#### Task instructions:
Answer these questions about the Open MPI mailing list thread below:
1. Which os method did Lev use to specify the environment for the spawned process?
2. What prefix on environment variables would show that the problem is confirmed, according to Ralph?
3. What happens if the first process does not call MPI_Init, or calls MPI_Finalize before running the second orterun?

#### Given text:
Open MPI logo

Open MPI User's Mailing List Archives

  |   Home   |   Support   |   FAQ   |   all Open MPI User's mailing list

From: Lev Gelb (gelb_at_[hidden])
Date: 2007-07-11 20:32:13


Well done, that was exactly the problem -

Python's os.environ passes the complete collection of shell variables.

I tried a different os method (os.execve) , where I could specify the
environment (I took out all the OMPI_* variables) and the second orterun
call worked!

Now I just need a cleaner way to reset the environment within the
spawned process. (Or, a way to tell orterun to ignore/overwrite the
existing OMPI_* variables...?)

Thanks for your help,

Lev

On Wed, 11 Jul 2007, Ralph Castain wrote:

> Hmmm...interesting. As a cross-check on something - if you os.system, does
> your environment by any chance get copied across? Reason I ask: we set a
> number of environmental variables when orterun spawns a process. If you call
> orterun from within that process - and the new orterun sees the enviro
> variables from the parent process - then I can guarantee it won't work.
>
> What you need is for os.system to start its child with a clean environment.
> I would imagine if you just os.system'd something that output'd the
> environment, that would suffice to identify the problem. If you see anything
> that starts with OMPI_MCA_..., then we are indeed doomed.
>
> Which would definitely explain why the persistent orted wouldn't help solve
> the problem.
>
> Ralph
>
>
>
> On 7/11/07 3:05 PM, "Lev Gelb" <gelb_at_[hidden]> wrote:
>
>>
>> Thanks for the suggestions. The separate 'orted' scheme (below) did
>> not work, unfortunately; same behavior as before. I have conducted
>> a few other simple tests, and found:
>>
>> 1. The problem only occurs if the first process is "in" MPI;
>> if it doesn't call MPI_Init or calls MPI_Finalize before it executes
>> the second orterun, everything works.
>>
>> 2. Whether or not the second process actually uses MPI doesn't matter.
>>
>> 3. Using the standalone orted in "debug" mode with "universe"

Excerpts of bounding box data:
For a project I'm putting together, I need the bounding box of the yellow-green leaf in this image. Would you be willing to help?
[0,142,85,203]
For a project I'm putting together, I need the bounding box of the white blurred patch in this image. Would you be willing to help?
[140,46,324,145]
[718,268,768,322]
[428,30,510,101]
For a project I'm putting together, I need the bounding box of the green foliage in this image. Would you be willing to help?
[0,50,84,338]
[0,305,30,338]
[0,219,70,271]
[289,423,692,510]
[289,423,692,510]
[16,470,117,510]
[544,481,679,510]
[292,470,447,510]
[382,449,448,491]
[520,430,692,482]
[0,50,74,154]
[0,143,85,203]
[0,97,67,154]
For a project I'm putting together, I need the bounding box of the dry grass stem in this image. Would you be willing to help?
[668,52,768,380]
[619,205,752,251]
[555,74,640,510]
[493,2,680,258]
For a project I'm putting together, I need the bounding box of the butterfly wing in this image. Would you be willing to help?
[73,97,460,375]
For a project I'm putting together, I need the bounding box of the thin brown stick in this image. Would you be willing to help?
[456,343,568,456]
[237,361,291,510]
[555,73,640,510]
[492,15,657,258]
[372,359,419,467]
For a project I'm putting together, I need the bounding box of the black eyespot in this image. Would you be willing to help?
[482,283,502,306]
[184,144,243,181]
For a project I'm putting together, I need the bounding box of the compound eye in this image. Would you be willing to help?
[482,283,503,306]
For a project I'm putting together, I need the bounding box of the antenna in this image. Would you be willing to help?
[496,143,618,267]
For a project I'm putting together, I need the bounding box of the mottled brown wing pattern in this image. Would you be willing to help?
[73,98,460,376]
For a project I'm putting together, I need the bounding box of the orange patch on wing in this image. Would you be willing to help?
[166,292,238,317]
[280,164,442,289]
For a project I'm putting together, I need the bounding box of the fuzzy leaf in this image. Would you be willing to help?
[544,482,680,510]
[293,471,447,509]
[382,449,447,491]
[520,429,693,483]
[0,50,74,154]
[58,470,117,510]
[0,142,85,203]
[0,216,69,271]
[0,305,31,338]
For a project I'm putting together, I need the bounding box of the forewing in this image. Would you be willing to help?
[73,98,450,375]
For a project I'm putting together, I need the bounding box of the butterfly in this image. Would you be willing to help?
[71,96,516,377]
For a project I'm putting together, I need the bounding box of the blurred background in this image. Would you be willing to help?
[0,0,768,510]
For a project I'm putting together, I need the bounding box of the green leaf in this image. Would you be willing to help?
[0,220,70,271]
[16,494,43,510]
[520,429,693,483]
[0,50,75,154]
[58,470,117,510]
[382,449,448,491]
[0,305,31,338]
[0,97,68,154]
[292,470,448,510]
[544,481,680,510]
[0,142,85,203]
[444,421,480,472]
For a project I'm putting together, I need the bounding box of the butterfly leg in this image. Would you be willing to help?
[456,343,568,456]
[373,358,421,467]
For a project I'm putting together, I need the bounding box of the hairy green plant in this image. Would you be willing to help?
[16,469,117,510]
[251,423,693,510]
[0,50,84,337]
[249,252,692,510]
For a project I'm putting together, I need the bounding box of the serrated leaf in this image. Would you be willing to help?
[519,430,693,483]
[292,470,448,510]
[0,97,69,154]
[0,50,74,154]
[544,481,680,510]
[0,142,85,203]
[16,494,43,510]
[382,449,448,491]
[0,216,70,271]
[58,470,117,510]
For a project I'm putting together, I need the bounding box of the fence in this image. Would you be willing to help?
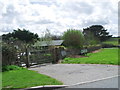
[23,48,66,65]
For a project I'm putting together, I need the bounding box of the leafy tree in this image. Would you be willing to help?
[83,25,112,42]
[2,28,39,67]
[63,29,84,48]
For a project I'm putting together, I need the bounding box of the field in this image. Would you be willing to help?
[103,38,119,45]
[2,69,62,88]
[62,48,120,65]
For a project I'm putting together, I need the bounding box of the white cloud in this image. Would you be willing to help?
[0,0,118,36]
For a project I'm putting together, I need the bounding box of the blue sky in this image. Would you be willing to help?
[0,0,118,36]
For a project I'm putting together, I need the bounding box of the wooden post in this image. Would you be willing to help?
[25,46,30,68]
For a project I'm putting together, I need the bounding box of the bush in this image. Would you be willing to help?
[102,44,115,48]
[2,65,23,72]
[63,29,84,48]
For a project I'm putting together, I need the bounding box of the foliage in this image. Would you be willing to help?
[63,29,84,48]
[83,25,112,42]
[2,65,23,72]
[51,35,62,40]
[62,48,120,65]
[2,69,62,88]
[2,43,17,66]
[2,28,39,43]
[102,37,119,45]
[2,28,39,67]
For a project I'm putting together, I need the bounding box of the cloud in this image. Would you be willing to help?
[0,0,119,36]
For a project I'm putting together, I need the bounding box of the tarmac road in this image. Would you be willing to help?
[66,77,120,88]
[29,64,118,85]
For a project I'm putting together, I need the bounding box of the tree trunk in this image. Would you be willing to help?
[25,46,30,68]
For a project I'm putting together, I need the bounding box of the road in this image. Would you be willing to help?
[29,64,118,85]
[57,76,120,90]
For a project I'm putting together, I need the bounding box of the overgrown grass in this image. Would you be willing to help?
[62,48,120,65]
[103,38,120,45]
[2,69,62,88]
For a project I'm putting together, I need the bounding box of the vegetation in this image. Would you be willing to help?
[2,28,39,67]
[103,38,119,45]
[2,43,17,66]
[83,25,112,42]
[62,48,120,65]
[2,65,24,72]
[63,29,84,48]
[2,69,62,88]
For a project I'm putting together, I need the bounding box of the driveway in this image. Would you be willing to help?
[29,64,118,85]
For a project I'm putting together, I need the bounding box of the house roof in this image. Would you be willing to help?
[35,40,63,46]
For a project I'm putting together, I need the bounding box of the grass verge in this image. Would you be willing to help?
[2,69,63,88]
[62,48,120,65]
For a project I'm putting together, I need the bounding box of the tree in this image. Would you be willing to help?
[2,28,39,67]
[63,29,84,48]
[83,25,112,42]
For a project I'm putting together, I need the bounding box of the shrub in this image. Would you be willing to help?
[63,29,84,48]
[102,44,115,48]
[2,65,23,72]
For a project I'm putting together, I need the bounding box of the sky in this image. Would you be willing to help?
[0,0,118,36]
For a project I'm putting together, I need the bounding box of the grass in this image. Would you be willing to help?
[2,69,63,88]
[103,38,120,45]
[62,48,120,65]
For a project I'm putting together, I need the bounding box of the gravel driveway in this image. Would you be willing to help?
[29,64,118,85]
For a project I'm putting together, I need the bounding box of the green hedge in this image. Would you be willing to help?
[2,65,23,72]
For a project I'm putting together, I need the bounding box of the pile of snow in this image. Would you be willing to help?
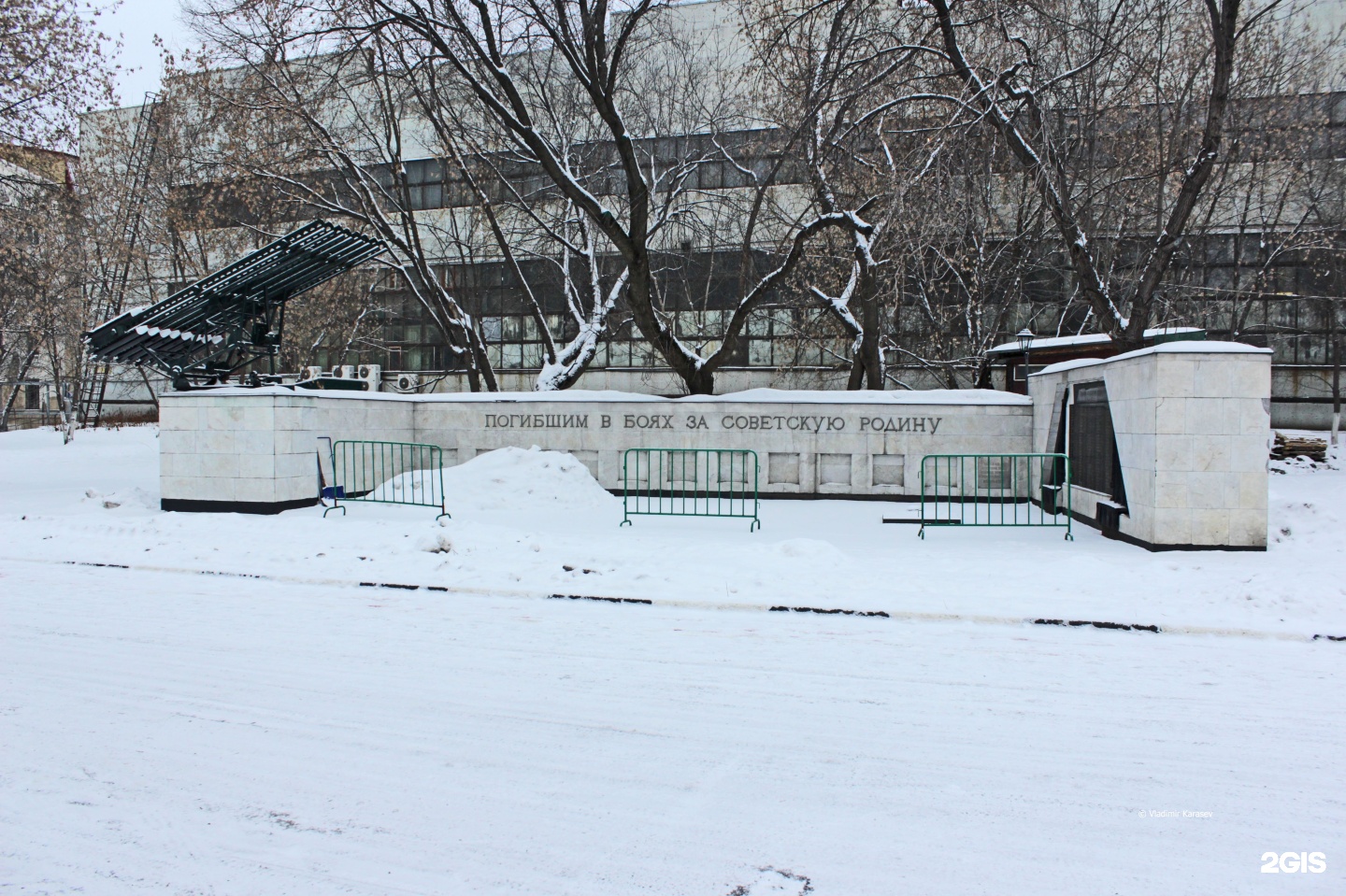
[444,446,622,522]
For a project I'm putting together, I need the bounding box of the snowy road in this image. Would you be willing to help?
[0,562,1346,896]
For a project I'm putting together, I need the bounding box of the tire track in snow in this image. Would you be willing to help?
[0,557,1346,643]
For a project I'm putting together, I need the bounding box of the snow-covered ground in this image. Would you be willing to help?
[0,428,1346,896]
[0,426,1346,636]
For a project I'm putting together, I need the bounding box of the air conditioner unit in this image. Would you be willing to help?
[355,364,383,391]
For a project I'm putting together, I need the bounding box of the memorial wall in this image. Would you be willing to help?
[160,386,1032,513]
[160,342,1270,550]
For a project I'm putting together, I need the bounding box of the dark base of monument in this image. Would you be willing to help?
[159,498,318,514]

#### Problem solution:
1. os.execve
2. OMPI_MCA_
3. Everything works.